What this task involves.
Where the word "clicks" appears in a line below, copy the whole line.

Materials provided.
***
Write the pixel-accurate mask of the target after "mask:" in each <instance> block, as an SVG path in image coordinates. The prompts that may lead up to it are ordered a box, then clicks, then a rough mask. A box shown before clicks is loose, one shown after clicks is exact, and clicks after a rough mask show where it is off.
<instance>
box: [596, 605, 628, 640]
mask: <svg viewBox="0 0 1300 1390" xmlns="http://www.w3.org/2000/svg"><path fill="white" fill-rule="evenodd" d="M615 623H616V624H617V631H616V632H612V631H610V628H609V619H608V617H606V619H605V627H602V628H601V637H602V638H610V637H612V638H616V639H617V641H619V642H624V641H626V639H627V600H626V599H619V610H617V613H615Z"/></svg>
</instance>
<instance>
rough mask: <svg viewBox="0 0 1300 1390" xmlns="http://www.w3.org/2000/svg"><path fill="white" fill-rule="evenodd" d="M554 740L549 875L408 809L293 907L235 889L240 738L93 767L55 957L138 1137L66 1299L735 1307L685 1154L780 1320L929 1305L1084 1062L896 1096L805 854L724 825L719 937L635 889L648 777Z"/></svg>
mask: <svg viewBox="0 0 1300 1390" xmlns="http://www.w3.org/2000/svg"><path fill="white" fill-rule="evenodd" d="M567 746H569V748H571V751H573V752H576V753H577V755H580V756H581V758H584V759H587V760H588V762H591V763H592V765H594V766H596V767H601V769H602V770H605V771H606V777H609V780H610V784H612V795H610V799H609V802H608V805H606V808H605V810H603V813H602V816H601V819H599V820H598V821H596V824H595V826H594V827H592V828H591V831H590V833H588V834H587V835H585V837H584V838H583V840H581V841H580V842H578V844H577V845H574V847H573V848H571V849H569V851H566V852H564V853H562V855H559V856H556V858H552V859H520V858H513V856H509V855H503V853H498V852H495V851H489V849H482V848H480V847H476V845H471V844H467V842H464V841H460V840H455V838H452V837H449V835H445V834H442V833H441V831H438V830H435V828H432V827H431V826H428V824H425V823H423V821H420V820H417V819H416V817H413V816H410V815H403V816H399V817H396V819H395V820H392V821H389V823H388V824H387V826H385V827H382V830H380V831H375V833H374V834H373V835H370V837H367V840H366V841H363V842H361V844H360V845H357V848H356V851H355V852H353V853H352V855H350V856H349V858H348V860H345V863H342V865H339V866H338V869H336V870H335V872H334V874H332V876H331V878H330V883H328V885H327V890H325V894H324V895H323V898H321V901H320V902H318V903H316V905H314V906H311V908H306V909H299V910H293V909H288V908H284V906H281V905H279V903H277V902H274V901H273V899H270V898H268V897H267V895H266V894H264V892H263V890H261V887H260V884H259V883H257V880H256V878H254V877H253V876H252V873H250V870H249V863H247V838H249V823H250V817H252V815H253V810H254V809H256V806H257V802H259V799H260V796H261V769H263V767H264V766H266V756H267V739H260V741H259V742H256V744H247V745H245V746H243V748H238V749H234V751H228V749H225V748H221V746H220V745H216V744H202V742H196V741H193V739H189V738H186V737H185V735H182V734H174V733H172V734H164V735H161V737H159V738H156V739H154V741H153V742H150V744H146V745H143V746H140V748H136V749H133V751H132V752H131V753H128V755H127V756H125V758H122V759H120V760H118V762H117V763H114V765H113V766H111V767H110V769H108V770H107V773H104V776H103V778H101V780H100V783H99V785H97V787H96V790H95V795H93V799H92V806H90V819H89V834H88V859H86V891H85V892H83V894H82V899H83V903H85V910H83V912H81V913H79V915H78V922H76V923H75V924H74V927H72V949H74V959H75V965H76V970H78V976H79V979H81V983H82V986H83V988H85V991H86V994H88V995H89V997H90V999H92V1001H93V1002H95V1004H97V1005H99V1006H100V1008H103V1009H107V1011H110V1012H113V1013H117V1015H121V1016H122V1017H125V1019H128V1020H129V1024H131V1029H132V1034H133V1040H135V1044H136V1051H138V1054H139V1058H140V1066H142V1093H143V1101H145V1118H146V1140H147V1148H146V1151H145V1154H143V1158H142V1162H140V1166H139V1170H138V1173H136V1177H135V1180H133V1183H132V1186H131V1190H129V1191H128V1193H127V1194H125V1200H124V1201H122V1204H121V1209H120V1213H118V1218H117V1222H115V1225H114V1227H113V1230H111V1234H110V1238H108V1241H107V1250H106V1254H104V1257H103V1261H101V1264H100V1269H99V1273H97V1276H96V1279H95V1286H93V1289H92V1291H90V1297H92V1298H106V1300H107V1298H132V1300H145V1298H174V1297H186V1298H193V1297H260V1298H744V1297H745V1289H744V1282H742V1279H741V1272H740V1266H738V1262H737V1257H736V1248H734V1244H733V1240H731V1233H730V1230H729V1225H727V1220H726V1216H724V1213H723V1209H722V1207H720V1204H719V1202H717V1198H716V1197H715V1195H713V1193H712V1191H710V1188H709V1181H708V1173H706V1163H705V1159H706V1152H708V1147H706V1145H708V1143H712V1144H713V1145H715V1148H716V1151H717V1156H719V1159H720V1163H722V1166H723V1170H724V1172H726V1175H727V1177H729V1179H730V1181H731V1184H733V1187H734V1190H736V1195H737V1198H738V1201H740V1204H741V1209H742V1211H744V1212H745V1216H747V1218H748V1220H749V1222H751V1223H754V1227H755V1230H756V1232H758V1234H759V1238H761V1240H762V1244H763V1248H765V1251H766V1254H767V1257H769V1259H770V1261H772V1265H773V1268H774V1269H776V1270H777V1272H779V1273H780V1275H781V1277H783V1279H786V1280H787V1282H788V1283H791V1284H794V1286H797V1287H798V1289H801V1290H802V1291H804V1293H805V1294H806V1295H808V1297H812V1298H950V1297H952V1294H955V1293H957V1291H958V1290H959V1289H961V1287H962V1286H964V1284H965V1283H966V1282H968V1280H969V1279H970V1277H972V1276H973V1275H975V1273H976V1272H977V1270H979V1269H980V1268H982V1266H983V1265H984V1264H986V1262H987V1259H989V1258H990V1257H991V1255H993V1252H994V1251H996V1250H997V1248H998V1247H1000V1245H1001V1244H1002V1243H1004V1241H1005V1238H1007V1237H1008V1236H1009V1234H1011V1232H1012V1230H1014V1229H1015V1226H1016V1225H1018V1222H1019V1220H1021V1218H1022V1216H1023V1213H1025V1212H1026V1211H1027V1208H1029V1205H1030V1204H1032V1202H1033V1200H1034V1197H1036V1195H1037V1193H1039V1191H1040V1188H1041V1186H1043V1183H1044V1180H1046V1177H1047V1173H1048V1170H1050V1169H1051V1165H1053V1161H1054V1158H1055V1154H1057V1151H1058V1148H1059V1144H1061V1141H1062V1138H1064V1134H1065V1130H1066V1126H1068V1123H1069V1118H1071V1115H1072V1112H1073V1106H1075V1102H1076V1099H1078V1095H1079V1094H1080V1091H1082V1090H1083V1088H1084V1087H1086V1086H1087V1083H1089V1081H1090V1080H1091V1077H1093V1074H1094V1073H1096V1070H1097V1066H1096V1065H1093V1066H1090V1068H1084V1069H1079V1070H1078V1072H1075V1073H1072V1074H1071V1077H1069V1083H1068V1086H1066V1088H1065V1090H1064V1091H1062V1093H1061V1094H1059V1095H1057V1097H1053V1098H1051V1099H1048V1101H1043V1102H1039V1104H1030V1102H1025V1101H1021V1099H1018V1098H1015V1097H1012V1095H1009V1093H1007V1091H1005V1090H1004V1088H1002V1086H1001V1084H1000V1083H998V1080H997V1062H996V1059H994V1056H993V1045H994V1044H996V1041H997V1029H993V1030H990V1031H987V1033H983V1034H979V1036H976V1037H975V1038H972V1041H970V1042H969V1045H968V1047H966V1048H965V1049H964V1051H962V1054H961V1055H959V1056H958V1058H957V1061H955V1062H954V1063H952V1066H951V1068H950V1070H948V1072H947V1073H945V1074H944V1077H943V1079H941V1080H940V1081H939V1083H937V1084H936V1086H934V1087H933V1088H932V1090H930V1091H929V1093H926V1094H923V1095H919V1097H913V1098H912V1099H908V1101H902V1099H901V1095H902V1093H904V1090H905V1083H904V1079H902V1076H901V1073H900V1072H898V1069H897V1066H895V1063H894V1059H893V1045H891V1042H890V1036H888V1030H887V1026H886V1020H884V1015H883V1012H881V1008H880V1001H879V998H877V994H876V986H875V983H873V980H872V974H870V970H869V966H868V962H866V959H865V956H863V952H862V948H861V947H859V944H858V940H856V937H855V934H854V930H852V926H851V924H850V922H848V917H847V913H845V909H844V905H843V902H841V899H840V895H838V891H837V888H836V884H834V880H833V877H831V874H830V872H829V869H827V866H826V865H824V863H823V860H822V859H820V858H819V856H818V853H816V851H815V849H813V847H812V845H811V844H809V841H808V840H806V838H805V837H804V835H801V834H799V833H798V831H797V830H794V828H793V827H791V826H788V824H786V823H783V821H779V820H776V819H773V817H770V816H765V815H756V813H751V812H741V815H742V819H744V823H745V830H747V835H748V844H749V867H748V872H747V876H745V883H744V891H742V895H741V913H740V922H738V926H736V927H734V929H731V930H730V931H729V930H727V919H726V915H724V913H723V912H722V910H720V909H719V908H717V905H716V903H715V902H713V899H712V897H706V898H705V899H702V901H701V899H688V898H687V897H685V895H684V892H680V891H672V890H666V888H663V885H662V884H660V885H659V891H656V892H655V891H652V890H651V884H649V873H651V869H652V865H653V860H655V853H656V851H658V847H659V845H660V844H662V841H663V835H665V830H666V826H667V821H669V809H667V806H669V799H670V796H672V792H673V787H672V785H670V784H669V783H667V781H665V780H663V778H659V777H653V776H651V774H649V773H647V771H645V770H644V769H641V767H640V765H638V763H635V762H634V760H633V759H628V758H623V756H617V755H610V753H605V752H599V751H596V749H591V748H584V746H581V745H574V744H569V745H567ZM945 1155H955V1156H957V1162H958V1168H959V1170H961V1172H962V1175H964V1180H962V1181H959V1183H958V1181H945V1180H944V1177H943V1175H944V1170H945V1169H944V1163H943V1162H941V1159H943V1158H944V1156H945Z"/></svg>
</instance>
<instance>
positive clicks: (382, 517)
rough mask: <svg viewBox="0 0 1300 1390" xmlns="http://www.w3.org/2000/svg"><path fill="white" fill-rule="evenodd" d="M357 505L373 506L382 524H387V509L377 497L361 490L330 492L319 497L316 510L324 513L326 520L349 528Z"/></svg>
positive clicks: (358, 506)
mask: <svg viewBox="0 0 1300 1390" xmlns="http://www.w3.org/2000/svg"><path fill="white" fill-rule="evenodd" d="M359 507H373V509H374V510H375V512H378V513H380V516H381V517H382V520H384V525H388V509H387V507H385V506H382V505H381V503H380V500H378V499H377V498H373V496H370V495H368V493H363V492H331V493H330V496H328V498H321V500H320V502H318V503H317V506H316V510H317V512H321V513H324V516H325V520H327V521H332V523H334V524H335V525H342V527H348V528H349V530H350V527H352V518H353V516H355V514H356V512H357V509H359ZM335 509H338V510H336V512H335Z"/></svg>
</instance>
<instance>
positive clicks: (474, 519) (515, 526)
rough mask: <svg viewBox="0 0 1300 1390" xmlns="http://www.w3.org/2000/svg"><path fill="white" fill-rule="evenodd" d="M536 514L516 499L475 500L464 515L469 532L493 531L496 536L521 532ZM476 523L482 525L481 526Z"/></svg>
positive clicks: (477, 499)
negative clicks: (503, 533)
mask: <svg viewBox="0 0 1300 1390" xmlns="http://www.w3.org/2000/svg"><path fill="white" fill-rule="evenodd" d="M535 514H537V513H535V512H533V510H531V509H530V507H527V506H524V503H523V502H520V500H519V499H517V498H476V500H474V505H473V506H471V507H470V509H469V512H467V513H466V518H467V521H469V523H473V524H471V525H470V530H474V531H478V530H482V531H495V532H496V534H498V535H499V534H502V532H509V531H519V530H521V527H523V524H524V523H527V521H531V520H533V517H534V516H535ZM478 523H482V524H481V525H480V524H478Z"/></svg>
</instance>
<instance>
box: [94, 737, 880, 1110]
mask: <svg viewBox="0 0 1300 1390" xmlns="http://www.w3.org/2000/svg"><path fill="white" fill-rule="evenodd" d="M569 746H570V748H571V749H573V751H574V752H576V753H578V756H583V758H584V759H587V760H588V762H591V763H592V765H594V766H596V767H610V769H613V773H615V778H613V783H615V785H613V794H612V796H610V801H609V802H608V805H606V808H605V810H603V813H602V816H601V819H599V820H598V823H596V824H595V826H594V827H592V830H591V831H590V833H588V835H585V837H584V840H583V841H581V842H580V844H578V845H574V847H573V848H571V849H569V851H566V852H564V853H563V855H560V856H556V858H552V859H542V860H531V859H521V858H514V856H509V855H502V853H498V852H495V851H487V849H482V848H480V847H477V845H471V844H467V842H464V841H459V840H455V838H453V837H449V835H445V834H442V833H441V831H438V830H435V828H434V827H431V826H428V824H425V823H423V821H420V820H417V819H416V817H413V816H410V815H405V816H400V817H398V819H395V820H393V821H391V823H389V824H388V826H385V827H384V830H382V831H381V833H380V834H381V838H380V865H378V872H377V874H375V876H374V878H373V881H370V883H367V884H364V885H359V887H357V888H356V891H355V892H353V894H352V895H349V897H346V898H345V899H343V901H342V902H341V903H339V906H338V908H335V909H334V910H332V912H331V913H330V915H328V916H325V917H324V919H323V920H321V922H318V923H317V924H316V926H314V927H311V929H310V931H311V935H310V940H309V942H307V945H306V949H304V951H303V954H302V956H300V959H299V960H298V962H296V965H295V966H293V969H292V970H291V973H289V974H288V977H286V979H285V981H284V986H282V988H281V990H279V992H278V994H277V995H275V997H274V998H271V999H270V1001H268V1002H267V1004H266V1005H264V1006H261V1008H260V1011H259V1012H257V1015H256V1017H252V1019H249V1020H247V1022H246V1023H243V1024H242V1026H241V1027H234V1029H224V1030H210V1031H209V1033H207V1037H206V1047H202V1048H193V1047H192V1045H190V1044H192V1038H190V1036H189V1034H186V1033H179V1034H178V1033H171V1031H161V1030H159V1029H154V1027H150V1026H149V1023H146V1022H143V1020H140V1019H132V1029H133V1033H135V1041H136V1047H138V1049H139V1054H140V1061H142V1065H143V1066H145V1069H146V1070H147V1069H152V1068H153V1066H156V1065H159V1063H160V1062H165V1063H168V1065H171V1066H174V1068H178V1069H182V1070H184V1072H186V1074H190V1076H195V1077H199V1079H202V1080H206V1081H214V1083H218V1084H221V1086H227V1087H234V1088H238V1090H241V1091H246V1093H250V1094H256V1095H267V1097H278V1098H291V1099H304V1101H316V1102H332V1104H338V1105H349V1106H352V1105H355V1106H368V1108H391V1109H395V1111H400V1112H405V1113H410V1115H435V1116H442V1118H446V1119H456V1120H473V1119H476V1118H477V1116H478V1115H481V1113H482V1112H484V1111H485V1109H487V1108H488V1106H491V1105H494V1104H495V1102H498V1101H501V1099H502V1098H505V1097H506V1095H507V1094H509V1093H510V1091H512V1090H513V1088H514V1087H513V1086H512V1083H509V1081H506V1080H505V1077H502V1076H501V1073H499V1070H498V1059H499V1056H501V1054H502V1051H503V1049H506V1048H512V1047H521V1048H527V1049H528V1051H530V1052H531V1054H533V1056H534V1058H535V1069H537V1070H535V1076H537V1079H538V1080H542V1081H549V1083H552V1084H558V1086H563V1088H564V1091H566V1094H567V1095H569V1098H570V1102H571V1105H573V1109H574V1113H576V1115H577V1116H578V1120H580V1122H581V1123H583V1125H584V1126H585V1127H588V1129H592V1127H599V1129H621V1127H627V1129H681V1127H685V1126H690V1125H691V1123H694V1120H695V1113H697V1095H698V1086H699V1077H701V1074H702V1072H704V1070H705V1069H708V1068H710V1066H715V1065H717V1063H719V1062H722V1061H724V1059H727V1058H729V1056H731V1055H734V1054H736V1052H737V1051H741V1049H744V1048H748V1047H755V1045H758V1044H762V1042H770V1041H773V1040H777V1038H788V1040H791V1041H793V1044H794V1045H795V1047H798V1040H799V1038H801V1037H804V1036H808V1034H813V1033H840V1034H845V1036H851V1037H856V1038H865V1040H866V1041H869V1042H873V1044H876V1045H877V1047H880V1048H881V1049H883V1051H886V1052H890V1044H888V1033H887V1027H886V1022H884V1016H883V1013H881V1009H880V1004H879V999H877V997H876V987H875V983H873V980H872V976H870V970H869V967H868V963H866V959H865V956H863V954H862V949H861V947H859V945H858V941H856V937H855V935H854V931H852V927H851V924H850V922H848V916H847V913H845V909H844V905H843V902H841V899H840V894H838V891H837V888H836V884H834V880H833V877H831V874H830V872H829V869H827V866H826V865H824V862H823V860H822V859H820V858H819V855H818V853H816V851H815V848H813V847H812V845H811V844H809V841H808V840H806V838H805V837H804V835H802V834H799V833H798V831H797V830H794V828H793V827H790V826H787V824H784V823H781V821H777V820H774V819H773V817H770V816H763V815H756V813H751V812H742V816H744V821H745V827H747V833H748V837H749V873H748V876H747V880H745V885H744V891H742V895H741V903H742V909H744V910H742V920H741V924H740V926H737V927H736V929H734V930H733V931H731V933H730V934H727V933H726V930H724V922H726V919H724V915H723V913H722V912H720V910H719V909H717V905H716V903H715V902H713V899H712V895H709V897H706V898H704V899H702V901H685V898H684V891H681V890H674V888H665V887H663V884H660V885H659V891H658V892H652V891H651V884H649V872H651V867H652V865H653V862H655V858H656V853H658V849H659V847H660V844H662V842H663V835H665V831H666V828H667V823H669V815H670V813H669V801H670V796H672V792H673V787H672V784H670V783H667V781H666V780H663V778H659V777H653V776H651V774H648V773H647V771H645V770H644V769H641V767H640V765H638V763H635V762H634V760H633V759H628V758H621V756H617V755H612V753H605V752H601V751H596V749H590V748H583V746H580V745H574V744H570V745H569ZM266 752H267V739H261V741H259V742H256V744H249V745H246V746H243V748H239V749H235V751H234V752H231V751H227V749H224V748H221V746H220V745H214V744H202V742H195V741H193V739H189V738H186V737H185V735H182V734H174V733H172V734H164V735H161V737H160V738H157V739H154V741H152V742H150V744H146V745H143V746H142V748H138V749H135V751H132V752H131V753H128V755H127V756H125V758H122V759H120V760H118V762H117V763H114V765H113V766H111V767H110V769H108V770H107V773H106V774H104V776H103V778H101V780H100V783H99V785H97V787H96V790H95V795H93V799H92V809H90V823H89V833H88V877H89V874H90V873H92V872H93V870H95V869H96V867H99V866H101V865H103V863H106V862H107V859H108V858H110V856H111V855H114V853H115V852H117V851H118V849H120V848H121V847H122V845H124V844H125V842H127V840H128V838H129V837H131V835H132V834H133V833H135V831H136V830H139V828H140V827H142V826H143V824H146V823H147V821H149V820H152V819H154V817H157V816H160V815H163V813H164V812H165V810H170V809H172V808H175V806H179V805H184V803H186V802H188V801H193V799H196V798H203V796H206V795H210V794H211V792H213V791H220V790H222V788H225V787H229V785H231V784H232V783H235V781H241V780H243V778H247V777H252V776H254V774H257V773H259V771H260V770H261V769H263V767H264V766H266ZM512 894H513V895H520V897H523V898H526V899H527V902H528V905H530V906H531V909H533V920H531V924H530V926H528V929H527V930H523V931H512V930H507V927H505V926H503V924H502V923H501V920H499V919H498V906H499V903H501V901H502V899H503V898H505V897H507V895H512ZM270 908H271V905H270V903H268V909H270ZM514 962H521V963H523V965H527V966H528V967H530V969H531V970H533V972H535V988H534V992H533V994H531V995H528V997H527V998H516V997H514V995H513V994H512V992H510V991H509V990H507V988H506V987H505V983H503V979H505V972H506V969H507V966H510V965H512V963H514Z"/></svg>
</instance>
***
Written response.
Write the pixel-accurate mask of the target after "mask:" in each <instance> block, as an SVG path in image coordinates. The prompts that may lead up to it are ordered a box, then clicks, then a rough mask. A box shown before clicks is loose, one shown after clicks is exact, and clicks after a rough mask show where it is off.
positive clicks: (382, 517)
positive clicks: (358, 506)
positive clicks: (474, 519) (515, 526)
positive clicks: (477, 499)
negative clicks: (503, 533)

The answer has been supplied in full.